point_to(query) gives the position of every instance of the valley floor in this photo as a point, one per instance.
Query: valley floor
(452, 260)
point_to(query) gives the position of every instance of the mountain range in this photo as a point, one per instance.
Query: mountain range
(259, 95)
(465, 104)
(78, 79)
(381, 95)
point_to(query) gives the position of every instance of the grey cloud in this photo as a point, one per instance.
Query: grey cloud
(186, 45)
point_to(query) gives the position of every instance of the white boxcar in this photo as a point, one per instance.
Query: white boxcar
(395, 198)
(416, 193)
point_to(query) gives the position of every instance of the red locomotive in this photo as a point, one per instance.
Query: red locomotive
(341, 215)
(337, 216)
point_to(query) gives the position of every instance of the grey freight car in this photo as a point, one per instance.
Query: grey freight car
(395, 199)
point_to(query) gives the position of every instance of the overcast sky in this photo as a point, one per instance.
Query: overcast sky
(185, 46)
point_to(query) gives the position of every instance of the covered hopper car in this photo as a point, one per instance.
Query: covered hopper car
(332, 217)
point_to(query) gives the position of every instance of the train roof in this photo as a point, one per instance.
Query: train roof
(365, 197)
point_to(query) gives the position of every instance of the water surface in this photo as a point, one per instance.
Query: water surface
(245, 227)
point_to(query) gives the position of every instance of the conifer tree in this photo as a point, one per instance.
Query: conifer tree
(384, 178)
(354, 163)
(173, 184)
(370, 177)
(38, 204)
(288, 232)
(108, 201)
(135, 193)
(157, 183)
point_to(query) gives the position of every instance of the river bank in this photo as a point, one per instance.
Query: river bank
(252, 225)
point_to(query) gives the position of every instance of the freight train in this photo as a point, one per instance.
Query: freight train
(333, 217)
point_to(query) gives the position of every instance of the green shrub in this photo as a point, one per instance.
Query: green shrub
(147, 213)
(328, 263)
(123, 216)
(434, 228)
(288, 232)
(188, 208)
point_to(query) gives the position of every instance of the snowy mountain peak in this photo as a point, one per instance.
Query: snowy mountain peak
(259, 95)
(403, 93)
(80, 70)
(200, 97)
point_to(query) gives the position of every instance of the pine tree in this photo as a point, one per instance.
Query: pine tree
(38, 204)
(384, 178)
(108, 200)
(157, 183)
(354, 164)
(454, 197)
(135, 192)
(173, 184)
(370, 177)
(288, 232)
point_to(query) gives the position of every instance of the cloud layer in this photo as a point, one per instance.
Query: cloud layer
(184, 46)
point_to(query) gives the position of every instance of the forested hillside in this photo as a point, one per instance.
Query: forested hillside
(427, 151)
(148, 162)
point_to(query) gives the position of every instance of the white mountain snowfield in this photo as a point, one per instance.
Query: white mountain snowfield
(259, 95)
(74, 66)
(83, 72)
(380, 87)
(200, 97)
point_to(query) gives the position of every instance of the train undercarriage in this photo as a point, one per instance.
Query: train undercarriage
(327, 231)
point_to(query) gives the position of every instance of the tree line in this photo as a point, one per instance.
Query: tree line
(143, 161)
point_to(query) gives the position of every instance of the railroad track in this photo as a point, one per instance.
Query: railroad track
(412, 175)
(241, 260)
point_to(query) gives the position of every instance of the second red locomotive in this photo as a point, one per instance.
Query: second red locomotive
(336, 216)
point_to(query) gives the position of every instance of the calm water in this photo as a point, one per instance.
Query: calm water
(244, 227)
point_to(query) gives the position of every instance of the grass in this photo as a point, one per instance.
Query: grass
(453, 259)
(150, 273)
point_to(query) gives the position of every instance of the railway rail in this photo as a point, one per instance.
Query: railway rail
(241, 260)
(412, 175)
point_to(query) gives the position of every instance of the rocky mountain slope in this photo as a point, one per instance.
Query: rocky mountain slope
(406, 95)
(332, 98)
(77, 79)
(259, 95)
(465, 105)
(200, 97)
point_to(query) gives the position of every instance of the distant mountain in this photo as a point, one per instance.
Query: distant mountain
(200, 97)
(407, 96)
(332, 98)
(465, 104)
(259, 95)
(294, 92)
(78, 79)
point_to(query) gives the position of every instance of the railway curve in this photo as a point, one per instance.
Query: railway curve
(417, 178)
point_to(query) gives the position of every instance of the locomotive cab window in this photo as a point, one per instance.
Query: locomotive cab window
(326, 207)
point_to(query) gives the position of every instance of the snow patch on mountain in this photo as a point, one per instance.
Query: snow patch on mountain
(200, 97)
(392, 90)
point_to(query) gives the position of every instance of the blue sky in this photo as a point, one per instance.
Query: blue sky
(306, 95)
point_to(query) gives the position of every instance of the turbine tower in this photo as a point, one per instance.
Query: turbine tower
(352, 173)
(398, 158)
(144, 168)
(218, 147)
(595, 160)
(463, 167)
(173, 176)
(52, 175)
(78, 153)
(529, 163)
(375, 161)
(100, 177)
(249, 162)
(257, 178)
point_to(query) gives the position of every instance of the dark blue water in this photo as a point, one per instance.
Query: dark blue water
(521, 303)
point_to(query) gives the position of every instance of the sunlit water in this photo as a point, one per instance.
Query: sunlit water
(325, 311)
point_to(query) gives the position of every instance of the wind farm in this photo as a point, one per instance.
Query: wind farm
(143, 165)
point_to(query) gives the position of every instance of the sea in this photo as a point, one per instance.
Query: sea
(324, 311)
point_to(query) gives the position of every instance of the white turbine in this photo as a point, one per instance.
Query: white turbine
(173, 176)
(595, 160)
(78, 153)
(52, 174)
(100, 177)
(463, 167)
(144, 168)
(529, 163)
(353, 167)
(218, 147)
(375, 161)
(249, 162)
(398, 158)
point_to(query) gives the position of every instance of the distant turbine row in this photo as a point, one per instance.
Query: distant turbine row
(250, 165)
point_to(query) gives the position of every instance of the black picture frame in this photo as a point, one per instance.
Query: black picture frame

• _ACTION ITEM_
With the line that has "Query: overcast sky" as the first and the line that has "of the snowy" as the last, repeat exactly that run of lines above and no more.

• _RESPONSE_
Query: overcast sky
(185, 46)
point_to(query) gives the position of every instance of the covered hopper car in this photo as a point, one per instance.
Query: covered hopper car
(332, 217)
point_to(query) gives the position of every instance of the train roof in this photo as a point, one per instance.
Query: train roof
(365, 197)
point_to(query) gives the position of every instance of the water surface in this photo as a point, one per instance.
Query: water surface
(245, 227)
point_to(query) gives the position of every instance of the conifer tree in this photo as a point, one per instance.
Query: conifer tree
(384, 178)
(354, 163)
(173, 184)
(370, 177)
(38, 204)
(288, 232)
(108, 201)
(135, 193)
(157, 183)
point_to(query) gives the position of every instance of the river bank in this photo as a point, one per instance.
Query: river bank
(252, 225)
point_to(query) gives the position of every instance of the freight train in this photo as a point, one per instance.
Query: freight train
(333, 217)
point_to(query) gives the position of every instance of the green shrub in this photo as a point, one per instance.
Query: green shrub
(147, 213)
(328, 263)
(123, 216)
(434, 228)
(288, 232)
(188, 208)
point_to(query) gives the position of every instance of the snowy mountain peak in this photo as a point, one per instance.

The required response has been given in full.